#### To do
1. In the Hippo kinase abstract, rewrite everything from "Hippo kinase STK4" down to "innate immune activation.", putting "bone marrow fibrosis" in place of "myelofibrosis".
2. According to the Hippo kinase abstract, which protein did MST1 interact with?
3. For each statement below, say whether the Hippo kinase abstract supports it, and quote the words that settle it. (a) STK4 encodes Hippo kinase MST1. (b) Hippo kinase loss in mice induced thrombocytosis. (c) Before this study, genes in the del(20q) common deleted region that contribute to disease had been readily identified.

#### Document text
★ ★ ★ ★

Hippo kinase STK4 is downregulated in del(20q) MDS and MPN patients, and inactivation in mice recapitulates clinical disease features.
Heterozygous Hippo kinase loss cooperates with JAK2-V617F to promote myelofibrosis through IRAK1-mediated innate immune activation.
Heterozygous deletions within chromosome 20q, or del(20q), are frequent cytogenetic abnormalities detected in hematologic malignancies. To date, identification of genes in the del(20q) common deleted region that contribute to disease development have remained elusive. Through assessment of patient gene expression, we have identified STK4 (encoding Hippo kinase MST1) as a 20q gene that is downregulated below haploinsufficient amounts in myelodysplastic syndrome (MDS) and myeloproliferative neoplasm (MPN). Hematopoietic-specific gene inactivation in mice revealed Hippo kinase loss to induce splenomegaly, thrombocytopenia, megakaryocytic dysplasia, and a propensity for chronic granulocytosis; phenotypes that closely resemble those observed in patients harboring del(20q). In a JAK2-V617F model, heterozygous Hippo kinase inactivation led to accelerated development of lethal myelofibrosis, recapitulating adverse MPN disease progression and revealing a novel genetic interaction between these 2 molecular events. Quantitative serum protein profiling showed that myelofibrotic transformation in mice was associated with cooperative effects of JAK2-V617F and Hippo kinase inactivation on innate immune-associated proinflammatory cytokine production, including IL-1β and IL-6. Mechanistically, MST1 interacted with IRAK1, and shRNA-mediated knockdown was sufficient to increase IRAK1-dependent innate immune activation of NF-κB in human myeloid cells. Consistent with this, treatment with a small molecule IRAK1/4 inhibitor rescued the aberrantly elevated IL-1β production in the JAK2-V617F MPN model. This study identified Hippo kinase MST1 (STK4) as having a central role in the biology of del(20q)-associated hematologic malignancies and revealed a novel molecular basis of adverse MPN progression that may be therapeutically exploitable via IRAK1 inhibition.

★ ★ ★ ★

#### Information supplied
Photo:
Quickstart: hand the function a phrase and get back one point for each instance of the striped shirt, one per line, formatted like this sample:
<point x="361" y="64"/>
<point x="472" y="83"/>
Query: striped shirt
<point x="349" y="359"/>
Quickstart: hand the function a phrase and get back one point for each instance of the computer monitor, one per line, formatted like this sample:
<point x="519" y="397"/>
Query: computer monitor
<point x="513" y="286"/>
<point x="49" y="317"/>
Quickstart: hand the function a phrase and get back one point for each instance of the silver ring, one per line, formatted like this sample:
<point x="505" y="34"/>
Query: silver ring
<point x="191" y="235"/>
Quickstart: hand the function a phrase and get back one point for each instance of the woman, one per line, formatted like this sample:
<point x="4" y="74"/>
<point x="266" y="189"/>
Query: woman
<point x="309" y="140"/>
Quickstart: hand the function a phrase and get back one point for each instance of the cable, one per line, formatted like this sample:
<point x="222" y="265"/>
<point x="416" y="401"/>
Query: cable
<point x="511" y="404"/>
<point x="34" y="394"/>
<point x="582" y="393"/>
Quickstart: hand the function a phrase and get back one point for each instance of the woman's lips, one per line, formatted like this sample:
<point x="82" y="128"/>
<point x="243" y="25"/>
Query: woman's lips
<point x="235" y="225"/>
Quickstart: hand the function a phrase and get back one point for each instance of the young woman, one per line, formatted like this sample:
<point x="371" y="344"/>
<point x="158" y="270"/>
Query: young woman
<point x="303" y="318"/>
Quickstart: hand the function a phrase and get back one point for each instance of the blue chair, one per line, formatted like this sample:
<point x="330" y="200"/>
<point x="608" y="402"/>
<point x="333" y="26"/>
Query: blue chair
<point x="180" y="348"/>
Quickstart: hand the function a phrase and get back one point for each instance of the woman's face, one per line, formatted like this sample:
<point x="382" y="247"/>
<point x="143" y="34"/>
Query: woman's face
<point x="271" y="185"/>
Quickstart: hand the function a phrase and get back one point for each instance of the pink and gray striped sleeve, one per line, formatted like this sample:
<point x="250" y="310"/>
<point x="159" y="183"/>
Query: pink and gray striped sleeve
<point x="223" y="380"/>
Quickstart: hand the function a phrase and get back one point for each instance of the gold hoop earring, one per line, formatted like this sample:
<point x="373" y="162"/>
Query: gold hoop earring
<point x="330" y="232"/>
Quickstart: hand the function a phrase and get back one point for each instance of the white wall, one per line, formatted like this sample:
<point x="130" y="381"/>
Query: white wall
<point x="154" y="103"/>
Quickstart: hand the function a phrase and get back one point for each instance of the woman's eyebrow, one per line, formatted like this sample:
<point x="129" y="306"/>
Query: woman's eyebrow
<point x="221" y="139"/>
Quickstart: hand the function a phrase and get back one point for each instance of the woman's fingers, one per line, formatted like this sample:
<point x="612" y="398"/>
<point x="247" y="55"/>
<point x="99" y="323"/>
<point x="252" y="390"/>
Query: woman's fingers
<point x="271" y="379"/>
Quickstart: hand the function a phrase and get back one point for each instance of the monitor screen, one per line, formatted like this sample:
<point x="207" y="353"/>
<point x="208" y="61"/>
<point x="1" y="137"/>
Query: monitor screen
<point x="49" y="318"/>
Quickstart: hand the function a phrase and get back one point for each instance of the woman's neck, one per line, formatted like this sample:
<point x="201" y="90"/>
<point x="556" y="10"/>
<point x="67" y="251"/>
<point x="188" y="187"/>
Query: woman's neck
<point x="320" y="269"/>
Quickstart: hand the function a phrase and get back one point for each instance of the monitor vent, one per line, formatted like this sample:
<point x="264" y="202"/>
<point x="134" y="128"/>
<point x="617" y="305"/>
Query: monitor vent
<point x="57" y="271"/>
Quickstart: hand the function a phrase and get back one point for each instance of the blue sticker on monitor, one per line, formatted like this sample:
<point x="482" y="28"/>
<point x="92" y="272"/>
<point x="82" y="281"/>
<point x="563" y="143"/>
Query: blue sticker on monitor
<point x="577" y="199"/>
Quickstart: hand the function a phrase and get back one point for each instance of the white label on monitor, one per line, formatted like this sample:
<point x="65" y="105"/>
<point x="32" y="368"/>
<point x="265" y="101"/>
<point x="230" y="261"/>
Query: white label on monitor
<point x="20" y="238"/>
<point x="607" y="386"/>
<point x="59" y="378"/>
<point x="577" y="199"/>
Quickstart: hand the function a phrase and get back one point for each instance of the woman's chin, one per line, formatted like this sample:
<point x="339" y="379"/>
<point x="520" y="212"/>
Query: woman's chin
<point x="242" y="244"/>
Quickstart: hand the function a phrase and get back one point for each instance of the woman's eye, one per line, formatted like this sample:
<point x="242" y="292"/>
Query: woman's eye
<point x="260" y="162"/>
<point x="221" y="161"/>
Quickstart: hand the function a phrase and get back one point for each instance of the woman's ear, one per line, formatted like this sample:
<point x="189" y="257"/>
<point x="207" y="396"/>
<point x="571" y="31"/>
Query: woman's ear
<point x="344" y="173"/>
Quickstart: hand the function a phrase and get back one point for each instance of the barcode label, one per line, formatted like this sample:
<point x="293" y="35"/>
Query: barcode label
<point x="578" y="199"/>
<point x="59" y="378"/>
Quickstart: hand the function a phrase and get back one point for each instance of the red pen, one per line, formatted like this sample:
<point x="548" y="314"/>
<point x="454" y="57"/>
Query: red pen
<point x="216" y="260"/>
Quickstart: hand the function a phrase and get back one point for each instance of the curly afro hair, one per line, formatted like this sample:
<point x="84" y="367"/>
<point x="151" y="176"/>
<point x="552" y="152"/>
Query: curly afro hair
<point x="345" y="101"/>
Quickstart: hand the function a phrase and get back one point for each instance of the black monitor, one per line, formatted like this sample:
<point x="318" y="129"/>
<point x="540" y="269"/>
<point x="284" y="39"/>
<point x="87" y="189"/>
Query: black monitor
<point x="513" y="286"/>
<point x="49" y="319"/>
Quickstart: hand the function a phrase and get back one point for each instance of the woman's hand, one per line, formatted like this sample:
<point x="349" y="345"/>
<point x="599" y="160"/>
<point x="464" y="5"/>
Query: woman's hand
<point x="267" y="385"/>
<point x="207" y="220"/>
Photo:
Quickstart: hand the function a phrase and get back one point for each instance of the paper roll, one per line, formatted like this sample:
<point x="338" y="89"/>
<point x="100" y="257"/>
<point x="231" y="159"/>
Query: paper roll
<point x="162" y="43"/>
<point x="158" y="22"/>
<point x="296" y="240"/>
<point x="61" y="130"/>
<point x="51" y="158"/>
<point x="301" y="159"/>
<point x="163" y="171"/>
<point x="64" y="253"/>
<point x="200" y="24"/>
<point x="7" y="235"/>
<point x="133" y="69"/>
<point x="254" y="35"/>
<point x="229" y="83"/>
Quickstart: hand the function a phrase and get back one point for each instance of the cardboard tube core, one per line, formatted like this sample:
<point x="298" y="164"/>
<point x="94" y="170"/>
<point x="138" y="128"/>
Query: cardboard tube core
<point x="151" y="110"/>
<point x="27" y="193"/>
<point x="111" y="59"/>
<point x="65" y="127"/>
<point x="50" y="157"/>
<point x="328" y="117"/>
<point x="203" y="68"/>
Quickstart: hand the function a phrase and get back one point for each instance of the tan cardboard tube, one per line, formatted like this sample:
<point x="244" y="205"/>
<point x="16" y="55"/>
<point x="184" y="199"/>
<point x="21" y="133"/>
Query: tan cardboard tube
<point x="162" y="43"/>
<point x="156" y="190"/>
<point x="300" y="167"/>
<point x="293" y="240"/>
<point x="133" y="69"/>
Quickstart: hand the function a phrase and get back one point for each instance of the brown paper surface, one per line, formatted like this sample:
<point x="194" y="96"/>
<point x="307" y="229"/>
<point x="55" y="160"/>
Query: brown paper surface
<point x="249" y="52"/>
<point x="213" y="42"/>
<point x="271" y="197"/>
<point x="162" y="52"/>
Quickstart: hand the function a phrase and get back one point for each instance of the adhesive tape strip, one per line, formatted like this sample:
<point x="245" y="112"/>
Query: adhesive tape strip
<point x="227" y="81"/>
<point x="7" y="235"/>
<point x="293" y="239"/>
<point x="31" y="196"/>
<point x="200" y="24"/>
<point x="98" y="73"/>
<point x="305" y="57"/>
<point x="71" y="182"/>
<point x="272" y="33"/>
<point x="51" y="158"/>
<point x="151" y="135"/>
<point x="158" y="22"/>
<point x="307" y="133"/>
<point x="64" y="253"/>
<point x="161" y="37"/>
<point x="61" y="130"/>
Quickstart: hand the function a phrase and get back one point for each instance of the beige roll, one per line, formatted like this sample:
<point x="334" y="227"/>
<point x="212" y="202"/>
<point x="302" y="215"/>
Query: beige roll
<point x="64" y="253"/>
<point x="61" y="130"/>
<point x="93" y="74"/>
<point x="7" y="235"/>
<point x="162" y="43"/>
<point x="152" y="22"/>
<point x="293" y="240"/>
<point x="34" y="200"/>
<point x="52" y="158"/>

★ ★ ★ ★

#### Answers for each item
1.
Hippo kinase STK4 is downregulated in del(20q) MDS and MPN patients, and inactivation in mice recapitulates clinical disease features.
Heterozygous Hippo kinase loss cooperates with JAK2-V617F to promote bone marrow fibrosis through IRAK1-mediated innate immune activation.

2. MST1 interacted with IRAK1.

3.
(a) Yes: "STK4 (encoding Hippo kinase MST1)"
(b) No: "Hippo kinase loss to induce splenomegaly, thrombocytopenia, megakaryocytic dysplasia"
(c) No: "identification of genes in the del(20q) common deleted region that contribute to disease development have remained elusive"